Natural-language object grounding data:
════

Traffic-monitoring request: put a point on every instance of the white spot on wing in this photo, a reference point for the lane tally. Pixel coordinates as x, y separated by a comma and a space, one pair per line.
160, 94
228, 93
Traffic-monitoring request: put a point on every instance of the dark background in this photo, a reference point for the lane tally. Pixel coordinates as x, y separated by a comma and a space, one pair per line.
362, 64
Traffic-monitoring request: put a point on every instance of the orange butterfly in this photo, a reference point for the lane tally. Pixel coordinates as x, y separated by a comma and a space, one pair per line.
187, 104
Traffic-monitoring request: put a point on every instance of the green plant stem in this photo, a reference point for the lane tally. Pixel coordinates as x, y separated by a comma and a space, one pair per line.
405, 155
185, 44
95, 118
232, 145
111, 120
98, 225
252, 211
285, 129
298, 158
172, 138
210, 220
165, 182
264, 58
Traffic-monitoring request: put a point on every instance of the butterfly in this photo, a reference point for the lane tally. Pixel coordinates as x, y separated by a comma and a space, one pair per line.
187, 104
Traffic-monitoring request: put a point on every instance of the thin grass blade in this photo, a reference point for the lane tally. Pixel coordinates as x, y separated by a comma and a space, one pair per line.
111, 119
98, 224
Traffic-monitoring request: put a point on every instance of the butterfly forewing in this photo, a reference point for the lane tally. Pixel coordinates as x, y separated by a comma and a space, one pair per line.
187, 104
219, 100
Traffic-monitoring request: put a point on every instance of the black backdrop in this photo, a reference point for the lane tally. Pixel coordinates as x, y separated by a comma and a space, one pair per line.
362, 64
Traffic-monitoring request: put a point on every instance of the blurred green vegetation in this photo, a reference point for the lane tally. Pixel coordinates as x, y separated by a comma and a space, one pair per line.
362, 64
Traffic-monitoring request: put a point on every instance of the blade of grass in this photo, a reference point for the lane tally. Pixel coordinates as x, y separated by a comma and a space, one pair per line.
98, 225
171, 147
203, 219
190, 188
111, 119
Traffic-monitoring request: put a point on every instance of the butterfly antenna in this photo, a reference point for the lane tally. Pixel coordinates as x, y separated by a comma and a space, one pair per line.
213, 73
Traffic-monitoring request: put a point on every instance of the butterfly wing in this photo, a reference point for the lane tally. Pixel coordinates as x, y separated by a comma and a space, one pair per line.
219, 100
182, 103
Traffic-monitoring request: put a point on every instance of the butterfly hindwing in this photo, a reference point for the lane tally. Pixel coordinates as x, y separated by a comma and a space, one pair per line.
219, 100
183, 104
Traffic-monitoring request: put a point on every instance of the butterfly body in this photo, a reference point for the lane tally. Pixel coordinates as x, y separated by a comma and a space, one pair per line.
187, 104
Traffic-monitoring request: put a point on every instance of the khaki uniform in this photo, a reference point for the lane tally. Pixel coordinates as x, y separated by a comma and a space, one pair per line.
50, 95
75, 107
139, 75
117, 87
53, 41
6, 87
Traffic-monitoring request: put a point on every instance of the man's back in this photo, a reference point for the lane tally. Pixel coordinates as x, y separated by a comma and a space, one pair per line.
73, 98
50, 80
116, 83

════

▶ [GOAL OF THE EXERCISE]
A full, exact copy of the entries is the required answer.

▶ [RESPONSE TO THIS EXERCISE]
Traffic-monitoring request: put a point on every instance of the white spot on wing in this photo, a reference point for the lane tally. Pixel coordinates as x, y separated by a comma and a space, one pair per line.
160, 94
228, 93
Traffic-monitoring request: put a point on every instance of the dark background in this photo, a reference point for the lane tally. Pixel coordinates as x, y separated by a comma and a space, one pair per line.
362, 64
Traffic-monitoring request: put a point on every instance of the orange butterfly in this photo, a reference point for the lane tally. Pixel coordinates as x, y separated by a comma and a space, one pair per line.
187, 104
Traffic-monitoring request: put a point on every instance of the green plant stem in this photo, a reference point for the lane tally. Pixel coordinates as x, y separated by a comma and a space, one pair per line.
405, 155
185, 44
95, 118
232, 145
111, 120
98, 225
252, 211
285, 129
298, 158
172, 138
210, 220
165, 182
264, 58
Traffic-monitoring request: put a point on every instance of the butterfly in this photo, a reference point for the lane tally. Pixel coordinates as x, y separated by a comma and a space, one pair per line.
187, 104
Traffic-monitoring request: put a point on every instance of the thin grass blade in this photo, a reference point for the lane tally. Pixel coordinates as x, y separated by a comma and a space, one pair per line.
111, 119
98, 224
Traffic-monitoring request: put a point on every instance of the butterfly forewing in this photo, a reference point for the lane tally. Pixel coordinates as x, y separated by a comma and a space, one pair per line.
187, 104
219, 100
Traffic-monitoring request: put a point on every instance of the black backdrop in this photo, a reference point for the lane tally. Pixel coordinates as x, y separated by a comma and a space, one pair per line.
362, 64
Traffic-monitoring request: put a point on every instance of the blurred green vegetation in this photo, a reference point for the lane tally. Pixel coordinates as x, y separated by a comma and a space, one pair per line.
362, 64
Traffic-monitoring request: put a point on every instance of the blade of grass in this photo, a reference point for the lane tally. Pixel coordinates as x, y separated by a comma and a space, one pair per line.
98, 225
171, 147
203, 219
190, 188
111, 119
Traffic-monitoring request: put a point on every instance of the butterfly antenna in this photo, a reference point for the lane tally. Pixel coordinates as x, y separated by a comma and a space, one pair per line.
213, 73
Traffic-monitoring request: put a point on every instance of the butterfly wing in this photo, a reference point for the lane tally. Pixel coordinates as x, y separated by a comma and a space, one pair per line.
219, 100
182, 103
Traffic-monitoring request: put a point on every instance of the butterfly hindwing in this photo, a reference point for the lane tally. Pixel coordinates as x, y separated by a comma and a space, one pair per line.
219, 100
183, 104
Traffic-monitoring request: put a point on every instance of the butterfly body in this photo, a reference point for the lane tally. Pixel coordinates as x, y separated by a comma and a space, one pair per line.
187, 104
Traffic-monitoring request: put a point on every instance of the khaki uniform in this photo, a reference point for the lane tally. Pixel coordinates as x, y separated by a comma and a space, one pair per line.
50, 95
75, 107
139, 75
117, 87
53, 41
6, 87
Traffic-monitoring request: put a point on every instance of the man's back in this photo, a reference point for the lane tally. Pixel coordinates as x, y separated by a comma and a space, one pair per line.
73, 98
50, 80
116, 83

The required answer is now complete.